**Exercise tasks**:
a) Copy out the stretch of the manifesto excerpt from "And in that" through "is part of a long historical tradition.".
b) In the manifesto excerpt, what do the writers say they will settle for instead of the spoils?
c) Decide whether each statement agrees with the manifesto excerpt: (i) The writers have agreed to take part in the feast. (ii) Yesterday the writers were alone and irresolute. (iii) Some of the group's ramifications are already spreading beyond the writers' borders.

**Text segment**:
They dedicate themselves (on a fixed salary, plus a cost-of-living allowance) to organizing the proletariat; and more power to them. The trouble is, once victoriously ensconced, they'll want more than their present meagre wages.

Always on the backs of that same proletariat and always in the time honoured way, they will demand supplementary adjustments and long-term renewals with no questions asked.

We agree, nonetheless, that they are part of a long historical tradition. Salvation will only come after exploitation to great excess.

[page 13]
They will be that excess.

They will be so in the normal course of things, with no need of anyone in particular. And the feast will be sumptuous.

We have refused, in advance, to take part.

Therein lies our 'guilty abstention.'

You can keep your spoils, rational and premeditated like everything else on the warm bosom of decadence. We'll settle for unpredictable passion; we'll settle for total risk through global refusal.

(We can't help the fact that various social classes have succeeded each other in governing the people, and all inevitably fell into decadence. Nor can we help it if history teaches that only a full development of our faculties, followed by a complete renewal of our emotional well-springs, can take us out of this dead end, onto the open road leading towards a civilization impatient to be born.)

Those in power, and those with aspirations, would all love to grant our every wish, if only we would measure out our activities in coffee spoons and help pave the way for their schemes of distortion.

To win the day, we have to pull our caps over our eyes, plug our ears, roll up our sleeves and wade into the pack, clearing a path left and right.

If we're going to be cynics, we'd like to do it spontaneously and without malice aforethought.

Kind souls are apt to smile at the limited financial success of our collective exhibitions, charmed to think they're the first to notice how poorly our works sell.

[page 14]
it is no vain hope or getting rich that causes us to go on mounting one exhibition after another. We know there's a world of difference between us and the wealthy. They don't like playing with fire,

In the past, any sales in that direction have come about through unintentional misunderstandings.

We believe this text will help avoid any future confusion.

If our activities seem feverish, it is because we feel the urgent need for solidarity with others.

And in that regard, our success has been explosive.

Yesterday we were alone and irresolute.

Today a group exists, with deep and courageous ramifications, some of them already spreading beyond our borders.

We must share the glorious responsibility of conserving the precious treasure we are heir to. It too is part of a long historical tradition.

[Referring-expression pointing data]
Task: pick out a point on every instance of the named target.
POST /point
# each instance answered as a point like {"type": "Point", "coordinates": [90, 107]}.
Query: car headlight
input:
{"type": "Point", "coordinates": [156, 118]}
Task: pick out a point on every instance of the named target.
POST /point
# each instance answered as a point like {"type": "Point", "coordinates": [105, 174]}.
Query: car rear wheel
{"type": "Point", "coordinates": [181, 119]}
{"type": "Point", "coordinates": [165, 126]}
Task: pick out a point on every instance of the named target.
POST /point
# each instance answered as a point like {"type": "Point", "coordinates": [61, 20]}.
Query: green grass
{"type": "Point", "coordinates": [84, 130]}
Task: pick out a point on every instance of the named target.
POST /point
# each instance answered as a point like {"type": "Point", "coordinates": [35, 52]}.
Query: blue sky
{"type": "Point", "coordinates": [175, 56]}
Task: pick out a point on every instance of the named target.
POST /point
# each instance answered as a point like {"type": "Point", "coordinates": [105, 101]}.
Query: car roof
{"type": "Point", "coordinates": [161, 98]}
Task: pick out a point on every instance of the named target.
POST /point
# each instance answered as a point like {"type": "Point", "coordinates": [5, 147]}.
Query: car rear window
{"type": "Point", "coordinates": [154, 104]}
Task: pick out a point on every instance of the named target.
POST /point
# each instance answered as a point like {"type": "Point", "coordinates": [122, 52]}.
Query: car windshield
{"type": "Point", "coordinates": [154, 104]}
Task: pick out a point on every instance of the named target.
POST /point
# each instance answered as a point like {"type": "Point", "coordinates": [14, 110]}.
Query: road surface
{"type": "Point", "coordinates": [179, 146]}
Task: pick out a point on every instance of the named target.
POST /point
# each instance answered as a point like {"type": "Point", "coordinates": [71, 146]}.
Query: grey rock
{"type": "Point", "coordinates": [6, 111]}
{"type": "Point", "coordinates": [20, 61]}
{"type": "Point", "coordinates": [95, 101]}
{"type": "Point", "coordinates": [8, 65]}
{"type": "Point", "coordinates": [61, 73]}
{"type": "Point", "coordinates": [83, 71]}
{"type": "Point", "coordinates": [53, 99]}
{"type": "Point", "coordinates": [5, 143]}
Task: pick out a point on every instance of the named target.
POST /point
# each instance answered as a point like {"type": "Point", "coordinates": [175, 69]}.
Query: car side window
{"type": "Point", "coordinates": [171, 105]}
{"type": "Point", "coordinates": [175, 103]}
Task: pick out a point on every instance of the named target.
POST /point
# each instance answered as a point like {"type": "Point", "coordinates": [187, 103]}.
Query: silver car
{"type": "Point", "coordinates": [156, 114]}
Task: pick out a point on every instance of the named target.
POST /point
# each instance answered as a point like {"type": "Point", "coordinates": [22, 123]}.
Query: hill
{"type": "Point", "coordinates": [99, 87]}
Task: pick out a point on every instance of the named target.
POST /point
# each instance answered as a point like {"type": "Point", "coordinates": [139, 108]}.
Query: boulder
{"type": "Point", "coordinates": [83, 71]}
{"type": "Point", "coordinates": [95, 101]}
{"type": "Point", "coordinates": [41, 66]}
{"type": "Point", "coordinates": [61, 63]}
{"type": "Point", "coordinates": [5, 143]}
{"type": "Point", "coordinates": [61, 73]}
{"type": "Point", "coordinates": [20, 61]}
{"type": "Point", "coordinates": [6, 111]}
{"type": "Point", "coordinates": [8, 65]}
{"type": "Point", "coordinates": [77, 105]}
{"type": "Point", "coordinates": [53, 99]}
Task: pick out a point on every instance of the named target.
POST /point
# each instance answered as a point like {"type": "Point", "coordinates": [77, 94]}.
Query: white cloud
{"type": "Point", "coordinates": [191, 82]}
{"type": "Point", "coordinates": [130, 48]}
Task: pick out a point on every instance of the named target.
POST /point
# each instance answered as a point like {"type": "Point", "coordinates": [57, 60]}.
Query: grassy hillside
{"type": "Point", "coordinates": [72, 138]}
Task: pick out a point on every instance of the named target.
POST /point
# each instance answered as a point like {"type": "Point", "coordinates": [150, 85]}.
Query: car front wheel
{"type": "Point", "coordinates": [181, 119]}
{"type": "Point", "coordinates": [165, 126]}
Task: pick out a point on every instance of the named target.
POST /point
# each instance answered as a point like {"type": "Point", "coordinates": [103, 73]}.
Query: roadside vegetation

**Answers in order**:
a)
And in that regard, our success has been explosive.

Yesterday we were alone and irresolute.

Today a group exists, with deep and courageous ramifications, some of them already spreading beyond our borders.

We must share the glorious responsibility of conserving the precious treasure we are heir to. It too is part of a long historical tradition.

b) Unpredictable passion and total risk through global refusal.

c)
(i) No: "We have refused, in advance, to take part."
(ii) Yes: "Yesterday we were alone and irresolute."
(iii) Yes: "some of them already spreading beyond our borders."